> _WHAT THIS TASK INVOLVES_
Pictures do not belong in the copy; quote every entry below exactly.

[Opening DATA section]

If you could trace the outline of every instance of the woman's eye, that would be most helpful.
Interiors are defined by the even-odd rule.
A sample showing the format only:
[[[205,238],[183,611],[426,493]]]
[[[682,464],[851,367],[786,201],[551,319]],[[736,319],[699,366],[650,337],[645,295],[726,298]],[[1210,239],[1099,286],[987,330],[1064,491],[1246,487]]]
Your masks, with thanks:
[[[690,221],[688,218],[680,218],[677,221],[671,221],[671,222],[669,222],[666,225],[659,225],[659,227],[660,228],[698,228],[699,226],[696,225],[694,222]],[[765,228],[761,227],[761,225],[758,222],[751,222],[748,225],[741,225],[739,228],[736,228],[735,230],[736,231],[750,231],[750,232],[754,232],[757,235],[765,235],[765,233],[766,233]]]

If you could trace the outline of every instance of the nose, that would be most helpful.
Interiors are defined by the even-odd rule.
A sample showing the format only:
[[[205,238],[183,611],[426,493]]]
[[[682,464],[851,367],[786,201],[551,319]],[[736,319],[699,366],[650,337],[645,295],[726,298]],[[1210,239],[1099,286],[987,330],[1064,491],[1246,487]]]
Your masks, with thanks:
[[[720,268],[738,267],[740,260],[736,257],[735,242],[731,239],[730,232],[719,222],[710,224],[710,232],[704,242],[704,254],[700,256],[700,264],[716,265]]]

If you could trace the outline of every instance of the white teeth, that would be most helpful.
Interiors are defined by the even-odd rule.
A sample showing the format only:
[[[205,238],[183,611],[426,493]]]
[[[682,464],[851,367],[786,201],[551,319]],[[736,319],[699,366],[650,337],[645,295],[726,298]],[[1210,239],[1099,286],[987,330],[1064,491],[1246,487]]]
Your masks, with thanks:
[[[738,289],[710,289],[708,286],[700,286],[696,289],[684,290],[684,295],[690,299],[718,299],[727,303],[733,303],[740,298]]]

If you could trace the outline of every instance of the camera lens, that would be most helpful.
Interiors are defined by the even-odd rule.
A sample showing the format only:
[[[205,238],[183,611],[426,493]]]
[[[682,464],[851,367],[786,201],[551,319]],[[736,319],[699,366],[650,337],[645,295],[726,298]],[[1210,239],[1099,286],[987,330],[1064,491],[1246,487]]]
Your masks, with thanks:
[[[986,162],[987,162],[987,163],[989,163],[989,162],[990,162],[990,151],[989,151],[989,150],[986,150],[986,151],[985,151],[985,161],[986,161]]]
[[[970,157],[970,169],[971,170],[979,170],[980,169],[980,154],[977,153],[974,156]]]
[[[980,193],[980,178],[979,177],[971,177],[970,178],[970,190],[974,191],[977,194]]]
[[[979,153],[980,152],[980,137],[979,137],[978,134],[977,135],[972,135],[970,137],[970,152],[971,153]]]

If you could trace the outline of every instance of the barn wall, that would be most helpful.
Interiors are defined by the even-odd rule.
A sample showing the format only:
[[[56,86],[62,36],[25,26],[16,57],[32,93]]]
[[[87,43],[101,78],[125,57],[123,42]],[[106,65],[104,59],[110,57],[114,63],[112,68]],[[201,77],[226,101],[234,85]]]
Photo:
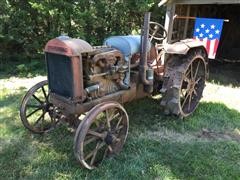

[Closing DATA section]

> _ANSWER SECTION_
If you could trace the outline of every instance of the woman's eye, that would be most helpful.
Interiors are defined by the even-odd rule.
A sample showing the format only:
[[[205,238],[183,611],[426,493]]]
[[[682,464],[851,367],[786,201],[551,319]],[[736,319],[699,366],[650,337],[645,295],[726,298]],[[1210,239],[1099,286],[987,330],[1064,491],[1246,487]]]
Your masks, with thanks:
[[[690,221],[688,218],[680,218],[677,221],[671,221],[671,222],[669,222],[666,225],[659,225],[659,227],[660,228],[698,228],[699,226],[696,225],[694,222]],[[765,228],[761,227],[761,225],[758,222],[751,222],[748,225],[741,225],[739,228],[736,228],[735,230],[736,231],[750,231],[750,232],[754,232],[757,235],[765,235],[765,233],[766,233]]]

If you could trace the outline of every instance of the nose, that would be most helpful.
Interiors are defined by the even-odd rule.
A sample showing the format only:
[[[205,238],[183,611],[426,493]]]
[[[682,464],[851,367],[786,201],[551,319]],[[736,319],[699,366],[650,337],[645,295],[726,298]],[[1210,239],[1099,286],[987,330],[1064,491],[1246,487]]]
Your masks, with thanks:
[[[720,268],[738,267],[740,260],[736,257],[735,242],[731,239],[730,232],[719,222],[710,224],[710,232],[704,242],[704,254],[700,256],[700,264],[716,265]]]

If you could trace the outline of every instance of the white teeth, that would be most helpful.
Interiors are defined by the even-odd rule.
A sample showing the format only:
[[[205,238],[183,611],[426,493]]]
[[[682,464],[851,367],[786,201],[551,319]],[[736,319],[699,366],[650,337],[645,295],[726,298]],[[1210,239],[1099,286],[987,330],[1064,491],[1246,487]]]
Your masks, with thanks:
[[[738,289],[710,289],[708,286],[700,286],[696,289],[684,290],[684,295],[690,299],[718,299],[727,303],[733,303],[740,298]]]

If you could trace the outline of every instance of the camera lens, that would be most helpful.
Interiors are defined by the even-odd rule.
A sample showing the format only:
[[[205,238],[183,611],[426,493]]]
[[[682,464],[851,367],[786,201],[551,319]],[[736,319],[699,366],[650,337],[645,295],[726,298]],[[1210,239],[1099,286],[987,330],[1064,491],[1246,487]]]
Your masks, with thanks:
[[[986,162],[987,162],[987,163],[989,163],[989,162],[990,162],[990,151],[989,151],[989,150],[986,150],[986,151],[985,151],[985,161],[986,161]]]
[[[970,157],[970,169],[971,170],[979,170],[980,169],[980,154],[977,153],[974,156]]]
[[[980,193],[980,178],[979,177],[971,177],[970,178],[970,190],[974,191],[977,194]]]
[[[979,153],[980,152],[980,137],[979,137],[978,134],[977,135],[972,135],[970,137],[970,152],[971,153]]]

If you could trace the outline of every instance of the barn wall, that would be most helpful.
Interiors are defined by the even-odd rule.
A sample showing the format only:
[[[56,86],[62,36],[25,26],[16,57],[32,93]]]
[[[87,43],[101,78],[125,57],[123,42]],[[106,65],[104,59],[110,57],[114,63],[112,68]],[[201,77],[226,101],[234,85]]]
Photo:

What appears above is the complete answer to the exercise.